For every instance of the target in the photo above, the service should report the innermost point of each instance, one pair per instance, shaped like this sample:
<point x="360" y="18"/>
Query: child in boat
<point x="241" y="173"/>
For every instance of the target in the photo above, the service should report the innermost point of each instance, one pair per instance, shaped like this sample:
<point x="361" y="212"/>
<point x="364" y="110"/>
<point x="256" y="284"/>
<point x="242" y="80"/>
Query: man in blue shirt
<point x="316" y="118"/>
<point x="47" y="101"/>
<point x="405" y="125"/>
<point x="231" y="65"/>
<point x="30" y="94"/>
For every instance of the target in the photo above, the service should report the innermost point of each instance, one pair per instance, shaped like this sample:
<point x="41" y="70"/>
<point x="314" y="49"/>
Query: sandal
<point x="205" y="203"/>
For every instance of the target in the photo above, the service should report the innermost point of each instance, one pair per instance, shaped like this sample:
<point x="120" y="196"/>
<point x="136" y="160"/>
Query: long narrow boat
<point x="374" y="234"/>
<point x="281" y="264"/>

++++

Restate the whole listing exactly.

### TASK RESULT
For every instance of the target in the photo above, the service should report the innermost point of each instance, one pair per instance, shaped like this sample:
<point x="360" y="18"/>
Query: child in boat
<point x="241" y="173"/>
For every instance of the target in the photo above, the service should report the innermost point of each instance, one pair per instance, shaped like this sample:
<point x="361" y="212"/>
<point x="364" y="110"/>
<point x="256" y="284"/>
<point x="242" y="80"/>
Query: man in blue shirt
<point x="316" y="118"/>
<point x="47" y="101"/>
<point x="405" y="125"/>
<point x="231" y="65"/>
<point x="30" y="94"/>
For every instance of the target in the photo above, the service should report the innermost point of each instance, one pair per instance, shaped like this sample:
<point x="41" y="70"/>
<point x="314" y="49"/>
Query: sandal
<point x="205" y="203"/>
For every instance of the target in the photo above, the service should report the innermost point of each instance, one pair per instance, shaped like this sample:
<point x="120" y="196"/>
<point x="136" y="160"/>
Query: long narrow boat
<point x="374" y="234"/>
<point x="281" y="264"/>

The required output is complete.